## Instructions for the task:
Extend the summary of the article on a GPU grid for genome-wide epistasis calculations, starting right after its last sentence.

## Extract to read:
::::::::
Methods Inf Med 2013; 52(01): 91-95
DOI: 10.3414/ME11-02-0049
Focus Theme – Original Articles
Schattauer GmbH

Cost-effective GPU-Grid for Genome-wide Epistasis Calculations

B. Pütz
1   MPI of Psychiatry, Statistical Genetics, Munich, Germany
,
T. Kam-Thong
1   MPI of Psychiatry, Statistical Genetics, Munich, Germany
,
N. Karbalai
1   MPI of Psychiatry, Statistical Genetics, Munich, Germany
,
A. Altmann
1   MPI of Psychiatry, Statistical Genetics, Munich, Germany
,
B. Müller-Myhsok
1   MPI of Psychiatry, Statistical Genetics, Munich, Germany
› Author Affiliations
Further Information

Publication History

received: 01 December 2011

accepted: 13 September 2012

Publication Date:
20 January 2018 (online)

Summary

Background: Until recently, genotype stud -ies were limited to the investigation of single SNP effects due to the computational burden incurred when studying pairwise interactions of SNPs. However, some genetic effects as simple as coloring (in plants and animals) cannot be ascribed to a single locus but only understood when epistasis is taken into account [1]. It is expected that such effects are also found in complex diseases where many genes contribute to the clinical outcome of affected individuals. Only recently have such problems become feasible computationally.
::::::::
## Records:
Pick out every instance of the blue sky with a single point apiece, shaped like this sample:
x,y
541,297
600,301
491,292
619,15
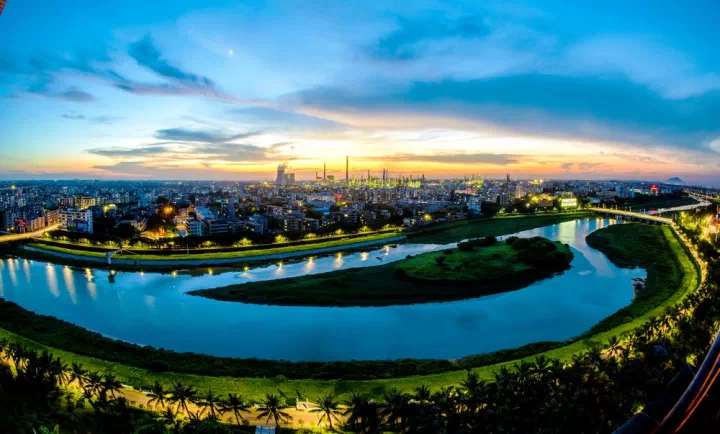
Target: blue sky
x,y
228,90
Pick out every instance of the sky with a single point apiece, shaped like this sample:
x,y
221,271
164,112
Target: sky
x,y
227,90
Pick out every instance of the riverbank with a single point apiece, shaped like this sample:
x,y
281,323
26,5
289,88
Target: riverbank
x,y
395,283
205,259
53,338
490,227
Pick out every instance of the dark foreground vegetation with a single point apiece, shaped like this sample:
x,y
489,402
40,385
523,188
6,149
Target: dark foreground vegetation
x,y
594,392
60,334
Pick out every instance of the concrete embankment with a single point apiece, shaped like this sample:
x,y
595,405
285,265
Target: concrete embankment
x,y
218,261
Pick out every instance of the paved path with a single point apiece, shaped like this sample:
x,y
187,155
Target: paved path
x,y
634,215
26,236
220,261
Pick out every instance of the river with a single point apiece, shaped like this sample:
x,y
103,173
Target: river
x,y
154,309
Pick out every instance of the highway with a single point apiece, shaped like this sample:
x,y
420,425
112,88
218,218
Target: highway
x,y
26,236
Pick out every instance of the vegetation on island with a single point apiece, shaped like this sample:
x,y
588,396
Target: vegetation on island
x,y
595,390
488,264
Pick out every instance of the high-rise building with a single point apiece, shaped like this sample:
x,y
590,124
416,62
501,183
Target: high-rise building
x,y
280,180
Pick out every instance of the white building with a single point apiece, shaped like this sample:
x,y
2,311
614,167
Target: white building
x,y
76,221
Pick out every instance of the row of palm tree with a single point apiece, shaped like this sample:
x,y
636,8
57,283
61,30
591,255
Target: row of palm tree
x,y
593,392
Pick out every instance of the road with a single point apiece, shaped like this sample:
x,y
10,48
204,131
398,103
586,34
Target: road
x,y
634,215
26,236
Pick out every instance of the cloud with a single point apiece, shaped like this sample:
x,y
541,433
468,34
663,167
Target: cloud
x,y
146,54
125,152
456,158
235,152
284,120
71,94
73,116
188,135
413,35
92,120
611,110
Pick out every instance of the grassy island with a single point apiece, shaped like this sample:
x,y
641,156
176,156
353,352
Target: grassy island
x,y
671,276
489,263
420,279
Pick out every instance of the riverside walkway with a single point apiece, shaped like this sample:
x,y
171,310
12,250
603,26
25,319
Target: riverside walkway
x,y
7,238
633,215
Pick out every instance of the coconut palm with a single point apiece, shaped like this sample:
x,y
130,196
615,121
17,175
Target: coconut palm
x,y
328,409
157,395
273,408
78,374
170,419
422,394
236,404
93,384
110,384
211,402
396,408
182,396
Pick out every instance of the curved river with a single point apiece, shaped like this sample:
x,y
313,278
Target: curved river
x,y
153,309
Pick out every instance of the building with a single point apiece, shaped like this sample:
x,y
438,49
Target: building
x,y
194,228
280,179
75,220
214,228
84,202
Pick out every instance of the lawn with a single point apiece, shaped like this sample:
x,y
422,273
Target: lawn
x,y
485,265
221,255
485,227
633,244
655,204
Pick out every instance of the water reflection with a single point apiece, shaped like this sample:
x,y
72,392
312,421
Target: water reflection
x,y
152,308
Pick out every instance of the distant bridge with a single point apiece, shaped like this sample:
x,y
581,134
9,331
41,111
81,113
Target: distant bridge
x,y
629,215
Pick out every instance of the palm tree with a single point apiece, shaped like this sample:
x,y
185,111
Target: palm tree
x,y
111,384
211,401
361,411
328,407
422,394
236,404
170,419
396,408
78,373
272,408
93,383
182,395
157,395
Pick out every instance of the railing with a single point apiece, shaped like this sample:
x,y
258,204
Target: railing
x,y
657,419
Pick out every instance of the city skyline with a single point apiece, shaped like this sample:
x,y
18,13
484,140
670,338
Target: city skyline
x,y
231,90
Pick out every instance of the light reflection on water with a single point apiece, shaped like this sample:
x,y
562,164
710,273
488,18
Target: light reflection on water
x,y
153,309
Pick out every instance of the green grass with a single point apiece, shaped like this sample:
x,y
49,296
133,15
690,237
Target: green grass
x,y
627,246
490,264
658,203
415,280
485,227
255,388
220,255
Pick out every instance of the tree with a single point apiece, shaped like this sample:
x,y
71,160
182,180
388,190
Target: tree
x,y
328,409
157,395
273,408
111,384
236,404
211,402
182,396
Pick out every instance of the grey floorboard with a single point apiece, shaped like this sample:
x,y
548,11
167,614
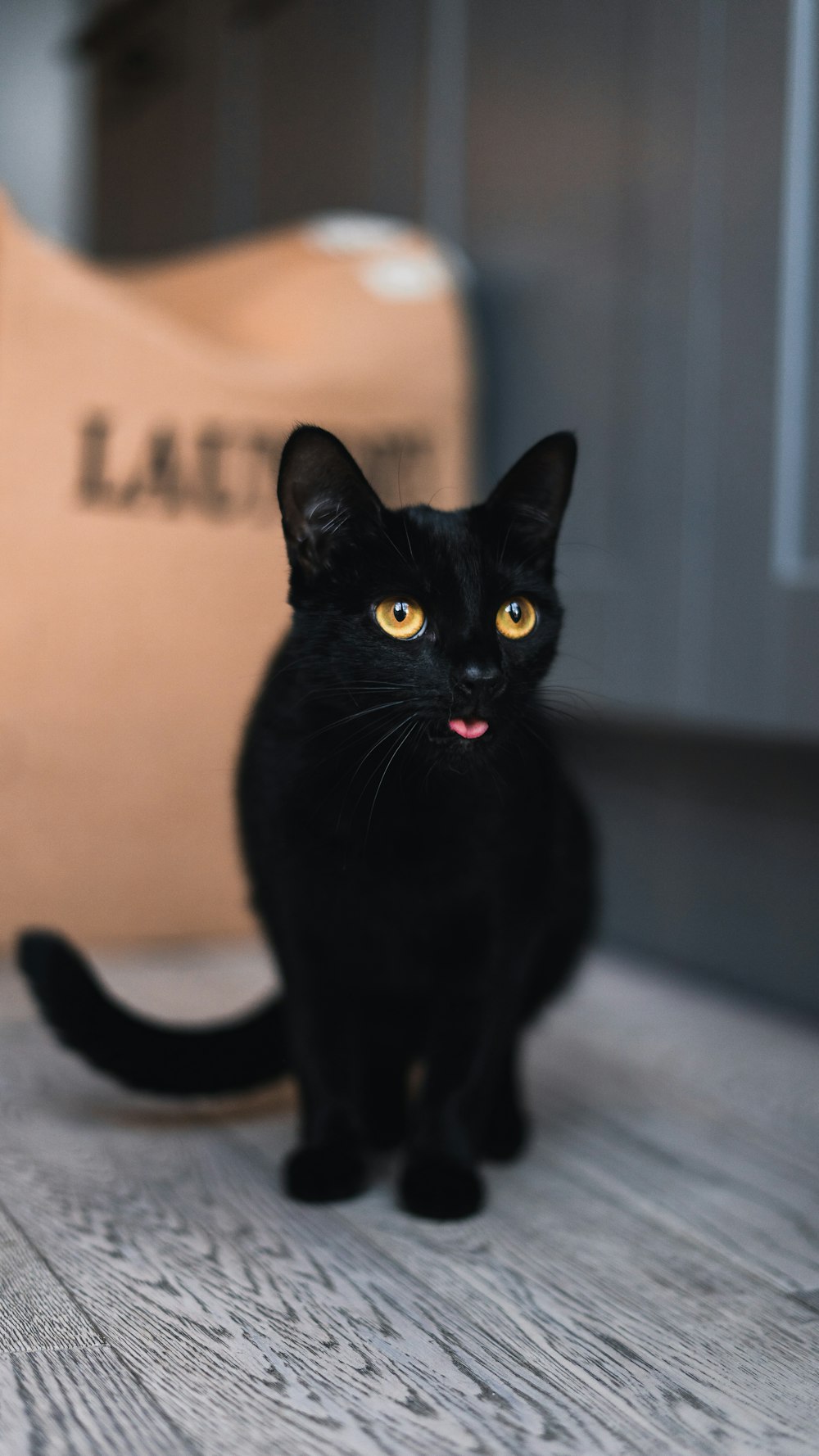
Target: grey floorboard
x,y
79,1403
641,1285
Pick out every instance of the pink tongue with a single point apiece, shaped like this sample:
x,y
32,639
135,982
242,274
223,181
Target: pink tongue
x,y
468,730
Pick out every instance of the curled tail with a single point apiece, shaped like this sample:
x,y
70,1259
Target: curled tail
x,y
175,1060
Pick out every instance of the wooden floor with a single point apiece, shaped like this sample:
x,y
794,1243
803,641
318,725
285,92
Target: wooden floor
x,y
646,1282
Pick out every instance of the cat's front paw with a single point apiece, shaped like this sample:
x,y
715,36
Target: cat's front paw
x,y
441,1188
325,1173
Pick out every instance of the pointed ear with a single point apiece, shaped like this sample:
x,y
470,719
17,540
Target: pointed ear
x,y
535,492
324,497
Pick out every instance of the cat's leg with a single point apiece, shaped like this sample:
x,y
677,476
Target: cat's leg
x,y
506,1126
388,1044
330,1162
468,1047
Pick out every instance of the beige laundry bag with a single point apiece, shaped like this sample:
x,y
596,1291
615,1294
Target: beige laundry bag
x,y
142,571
::::::::
## Task result:
Objectives: The inherently parallel structure of the problem makes it a perfect candidate for massive parallelization on either grid or cloud architectures. Since we are also dealing with confidential patient data, we were not able to consider a cloud-based solution but had to find a way to process the data in-house and aimed to build a local GPU-based grid structure.

Methods: Sequential epistatsis calculations were ported to GPU using CUDA at various levels. Parallelization on the CPU was compared to corresponding GPU counterparts with regards to performance and cost.

Results: A cost-effective solution was created by combining custom-built nodes equipped with relatively inexpensive consumer-level graphics cards with highly parallel GPUs in a local grid. The GPU method outperforms current cluster-based systems on a price/performance criterion, as a single GPU shows speed performance comparable up to 200 CPU cores.

Conclusion: The outlined approach will work for problems that easily lend themselves to massive parallelization. Code for various tasks has been made available and ongoing development of tools will further ease the transition from sequential to parallel algorithms.